WRITTEN PROBLEM> Rescale the records below, starting with the line "Can you spot any tower dome in this picture?" and going down through the last line of the records. Write all of those lines again, requests included, multiplying every bounding box coordinate in the answers by 2.4 and rounding to whole numbers with halves rounded up, while leaving the requests and their format samples unchanged.

Region labeling records>
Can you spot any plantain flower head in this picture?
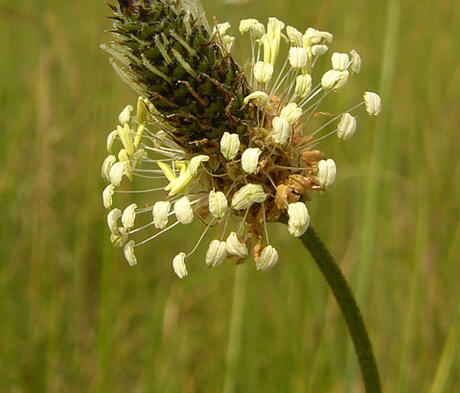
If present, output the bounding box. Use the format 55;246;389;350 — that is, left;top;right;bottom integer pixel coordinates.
101;0;381;278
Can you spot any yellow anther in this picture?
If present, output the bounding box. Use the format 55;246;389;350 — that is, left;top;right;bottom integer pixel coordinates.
157;161;176;182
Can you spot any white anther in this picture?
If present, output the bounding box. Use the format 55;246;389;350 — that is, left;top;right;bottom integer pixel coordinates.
106;130;118;153
311;45;329;56
101;154;117;181
173;252;188;279
109;162;128;187
118;105;134;125
241;147;262;174
254;61;273;83
337;113;356;141
188;154;209;176
305;27;334;44
102;184;115;209
272;117;291;146
152;201;171;229
256;246;278;272
220;132;240;161
288;47;308;68
316;158;337;188
350;49;361;74
321;70;349;91
212;22;231;36
208;191;228;219
226;232;248;258
295;74;312;98
117;123;134;156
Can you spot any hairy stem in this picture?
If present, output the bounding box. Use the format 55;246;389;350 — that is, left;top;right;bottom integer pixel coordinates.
301;227;382;393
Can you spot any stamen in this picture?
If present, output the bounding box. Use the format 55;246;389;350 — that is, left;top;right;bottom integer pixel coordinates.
128;221;154;235
115;186;164;194
299;87;323;108
310;101;364;136
262;203;270;244
186;220;216;258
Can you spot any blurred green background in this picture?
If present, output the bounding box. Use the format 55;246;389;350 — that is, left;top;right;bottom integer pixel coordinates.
0;0;460;393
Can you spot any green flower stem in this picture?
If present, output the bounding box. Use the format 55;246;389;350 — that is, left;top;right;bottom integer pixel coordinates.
301;227;382;393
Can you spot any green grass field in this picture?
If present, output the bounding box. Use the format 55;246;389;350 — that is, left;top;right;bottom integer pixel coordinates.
0;0;460;393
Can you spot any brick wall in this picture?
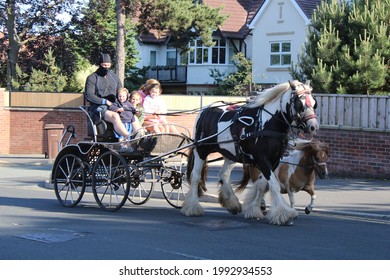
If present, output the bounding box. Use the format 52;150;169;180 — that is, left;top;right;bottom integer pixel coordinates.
0;88;11;154
8;109;87;154
0;89;390;179
317;129;390;179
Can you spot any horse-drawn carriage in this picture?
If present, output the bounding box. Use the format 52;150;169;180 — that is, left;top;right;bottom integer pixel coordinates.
51;107;191;211
52;81;319;225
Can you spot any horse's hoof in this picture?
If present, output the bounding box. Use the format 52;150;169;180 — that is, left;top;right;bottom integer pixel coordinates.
282;217;298;226
228;209;241;215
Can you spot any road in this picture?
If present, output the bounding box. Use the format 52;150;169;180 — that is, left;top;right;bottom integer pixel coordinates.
0;158;390;260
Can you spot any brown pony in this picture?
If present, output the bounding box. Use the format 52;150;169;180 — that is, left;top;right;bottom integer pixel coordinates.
236;140;329;219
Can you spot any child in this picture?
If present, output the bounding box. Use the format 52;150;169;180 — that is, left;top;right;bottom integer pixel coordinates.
129;90;145;125
143;79;177;133
110;88;142;140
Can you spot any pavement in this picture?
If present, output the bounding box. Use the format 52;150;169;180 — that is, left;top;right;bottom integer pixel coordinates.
0;155;390;220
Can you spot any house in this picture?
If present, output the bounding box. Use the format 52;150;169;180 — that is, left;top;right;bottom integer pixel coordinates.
137;0;321;94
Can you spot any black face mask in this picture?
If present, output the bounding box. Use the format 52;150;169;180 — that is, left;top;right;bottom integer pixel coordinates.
96;66;110;77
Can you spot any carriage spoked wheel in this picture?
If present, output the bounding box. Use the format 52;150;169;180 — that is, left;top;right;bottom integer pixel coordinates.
92;151;130;211
128;165;156;205
53;154;86;207
161;152;190;208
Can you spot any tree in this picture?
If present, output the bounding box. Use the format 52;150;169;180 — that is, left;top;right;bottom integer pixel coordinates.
0;0;77;88
210;52;252;96
292;0;390;94
26;49;66;92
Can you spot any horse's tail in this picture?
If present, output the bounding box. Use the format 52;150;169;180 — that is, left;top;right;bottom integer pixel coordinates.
187;148;208;197
235;164;251;193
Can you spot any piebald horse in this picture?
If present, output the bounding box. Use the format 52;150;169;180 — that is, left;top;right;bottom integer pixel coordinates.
236;140;329;219
181;81;319;225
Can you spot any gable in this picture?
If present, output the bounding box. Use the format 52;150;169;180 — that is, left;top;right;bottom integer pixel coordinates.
249;0;322;29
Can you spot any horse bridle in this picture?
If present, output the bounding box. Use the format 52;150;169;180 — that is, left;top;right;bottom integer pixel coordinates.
280;81;317;134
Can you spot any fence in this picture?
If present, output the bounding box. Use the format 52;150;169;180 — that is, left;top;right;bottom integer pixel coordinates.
9;92;390;132
0;89;390;179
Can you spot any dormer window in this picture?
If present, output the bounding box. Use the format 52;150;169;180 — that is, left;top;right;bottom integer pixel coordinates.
270;41;291;67
188;39;229;65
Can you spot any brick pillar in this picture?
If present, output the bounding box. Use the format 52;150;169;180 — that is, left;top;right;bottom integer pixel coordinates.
0;88;11;154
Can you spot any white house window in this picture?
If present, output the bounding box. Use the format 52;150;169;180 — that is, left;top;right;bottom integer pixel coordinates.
211;39;226;64
188;39;230;65
167;44;176;66
270;42;291;66
189;40;209;64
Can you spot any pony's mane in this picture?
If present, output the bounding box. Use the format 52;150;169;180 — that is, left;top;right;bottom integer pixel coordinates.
290;138;328;154
245;83;290;108
244;80;303;108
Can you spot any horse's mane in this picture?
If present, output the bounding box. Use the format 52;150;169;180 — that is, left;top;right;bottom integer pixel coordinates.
244;80;312;108
244;83;290;108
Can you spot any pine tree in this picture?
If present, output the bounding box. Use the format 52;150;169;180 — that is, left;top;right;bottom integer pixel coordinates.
292;0;390;94
26;49;66;92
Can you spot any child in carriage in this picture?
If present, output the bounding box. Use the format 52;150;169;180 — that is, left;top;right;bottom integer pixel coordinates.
109;88;142;140
129;90;145;125
143;79;178;133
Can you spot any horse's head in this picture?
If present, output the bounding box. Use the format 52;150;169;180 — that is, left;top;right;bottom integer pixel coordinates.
289;81;319;134
311;141;329;179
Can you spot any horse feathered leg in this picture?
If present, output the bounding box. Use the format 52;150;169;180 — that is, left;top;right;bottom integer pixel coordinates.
181;149;205;216
243;176;267;219
267;172;298;225
218;159;241;215
304;185;317;214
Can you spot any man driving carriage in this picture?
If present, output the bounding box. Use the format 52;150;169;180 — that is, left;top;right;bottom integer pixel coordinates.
84;53;141;140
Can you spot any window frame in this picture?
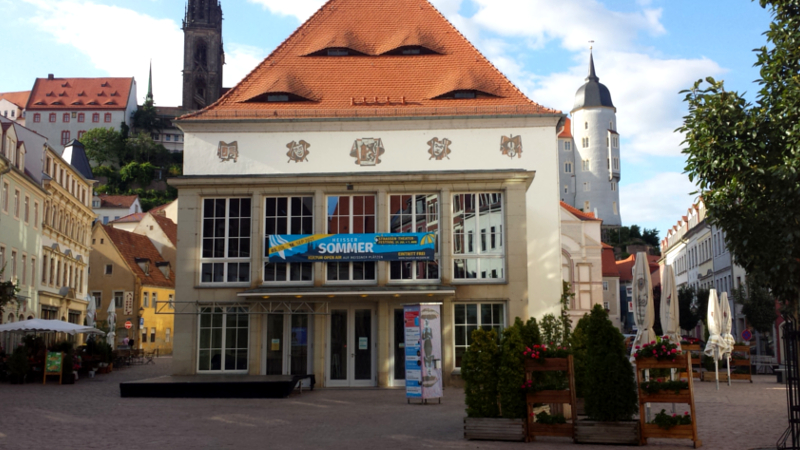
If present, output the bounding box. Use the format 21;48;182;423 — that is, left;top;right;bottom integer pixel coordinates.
450;301;508;372
324;192;380;285
197;195;254;286
386;192;442;284
195;305;253;374
261;194;316;286
450;190;508;284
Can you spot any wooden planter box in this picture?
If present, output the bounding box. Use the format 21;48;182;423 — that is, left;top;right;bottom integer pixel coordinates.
575;420;641;445
639;389;691;403
642;423;699;442
464;417;527;441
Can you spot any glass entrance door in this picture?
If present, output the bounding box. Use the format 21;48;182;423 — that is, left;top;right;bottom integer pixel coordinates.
263;314;312;386
327;306;375;386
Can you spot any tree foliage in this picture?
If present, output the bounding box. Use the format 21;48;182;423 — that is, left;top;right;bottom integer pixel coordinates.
678;0;800;305
461;328;496;417
731;282;778;333
583;305;639;422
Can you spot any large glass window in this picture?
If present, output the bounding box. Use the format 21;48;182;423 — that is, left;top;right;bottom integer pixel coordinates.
201;198;251;283
453;193;505;280
389;194;439;280
197;307;250;372
453;303;506;367
264;197;314;283
325;195;376;281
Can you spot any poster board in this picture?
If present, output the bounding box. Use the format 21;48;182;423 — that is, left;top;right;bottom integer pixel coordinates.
403;303;442;400
42;352;64;384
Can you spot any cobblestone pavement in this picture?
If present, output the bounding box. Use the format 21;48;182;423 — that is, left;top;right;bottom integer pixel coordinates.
0;358;786;450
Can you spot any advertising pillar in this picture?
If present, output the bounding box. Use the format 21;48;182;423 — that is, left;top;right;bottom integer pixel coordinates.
403;303;442;402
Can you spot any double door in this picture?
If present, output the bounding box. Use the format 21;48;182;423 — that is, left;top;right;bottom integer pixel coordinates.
262;314;313;383
326;305;376;387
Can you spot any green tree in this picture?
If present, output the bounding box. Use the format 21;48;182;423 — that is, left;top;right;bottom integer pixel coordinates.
678;0;800;310
584;305;639;422
731;282;778;333
80;128;125;166
461;328;496;417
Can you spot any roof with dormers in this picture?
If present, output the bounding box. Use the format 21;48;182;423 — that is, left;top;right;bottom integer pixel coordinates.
0;91;31;109
561;202;602;221
181;0;560;120
102;223;175;288
26;77;134;111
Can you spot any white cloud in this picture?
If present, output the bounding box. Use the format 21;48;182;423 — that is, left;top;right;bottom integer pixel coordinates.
619;172;696;236
24;0;183;106
247;0;325;22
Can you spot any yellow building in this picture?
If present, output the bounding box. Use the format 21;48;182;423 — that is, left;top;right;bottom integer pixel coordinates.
89;223;175;354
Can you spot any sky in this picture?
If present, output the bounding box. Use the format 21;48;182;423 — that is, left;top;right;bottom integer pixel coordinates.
0;0;770;241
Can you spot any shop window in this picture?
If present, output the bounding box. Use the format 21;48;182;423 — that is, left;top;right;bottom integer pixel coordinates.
389;194;439;280
453;303;506;367
197;307;250;372
325;195;376;281
453;193;505;280
200;198;251;283
264;197;314;283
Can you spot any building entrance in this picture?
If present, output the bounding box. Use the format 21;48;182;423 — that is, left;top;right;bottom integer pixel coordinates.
326;305;376;387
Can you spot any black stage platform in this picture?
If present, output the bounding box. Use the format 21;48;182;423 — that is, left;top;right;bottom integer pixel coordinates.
119;375;316;398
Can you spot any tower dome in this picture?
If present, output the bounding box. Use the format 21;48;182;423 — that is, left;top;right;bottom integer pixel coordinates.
572;53;616;111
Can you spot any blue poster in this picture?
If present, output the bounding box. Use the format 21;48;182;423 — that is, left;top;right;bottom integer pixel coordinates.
268;233;436;263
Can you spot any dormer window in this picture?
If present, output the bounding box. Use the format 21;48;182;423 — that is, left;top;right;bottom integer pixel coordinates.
267;94;289;102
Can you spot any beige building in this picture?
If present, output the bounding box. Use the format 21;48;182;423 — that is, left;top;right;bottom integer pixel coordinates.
89;223;175;354
170;0;564;387
39;141;96;330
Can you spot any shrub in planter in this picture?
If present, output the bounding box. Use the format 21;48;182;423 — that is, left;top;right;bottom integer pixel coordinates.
461;329;500;417
584;305;639;422
8;345;30;383
496;317;528;419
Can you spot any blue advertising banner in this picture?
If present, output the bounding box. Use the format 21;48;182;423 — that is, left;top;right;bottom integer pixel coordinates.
268;233;436;263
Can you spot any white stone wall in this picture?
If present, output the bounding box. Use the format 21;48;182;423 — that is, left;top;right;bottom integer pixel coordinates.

EXERCISE RESPONSE>
Can you spot any tower dome in this picture?
If present, output the bounding box. Use the format 21;48;182;423 — that is, left;top;right;bottom integer pixel coordinates.
1373;127;1478;266
Can you spot any blue poster in this picture?
If present, output the bounding box. Use the format 21;48;182;423 — that is, left;top;right;bottom integer pixel coordinates.
643;559;1046;631
Can you spot any dormer window in this picture?
If present, output the bounding box. Use the format 21;48;182;423 — that is, left;top;right;bottom integer pixel coordinates.
641;226;694;245
Can you spot any beige building in this picture?
If present, output the bounding box. Use the format 21;48;182;423 — that is, left;top;right;bottom integer pixel coordinates.
214;535;420;850
408;0;1354;929
94;338;230;792
Can you spot any shrub in planter in this picture?
If present, output the bounding box. Use the format 21;48;182;423 — that is, left;top;right;bottom integer pixel coordinates.
1106;790;1200;1001
1402;732;1534;1013
19;828;72;919
1190;761;1267;1006
Can you spot any blue advertising banner in this picture?
If present, output the bounding box. Use the format 21;48;182;423 — that is, left;top;right;bottom integer pixel coordinates.
643;559;1046;631
Can you spot any white stone wall in this picture?
If present, output the bounding box. Use the format 21;48;182;423 — that is, left;top;right;bottom integer pixel coordinates.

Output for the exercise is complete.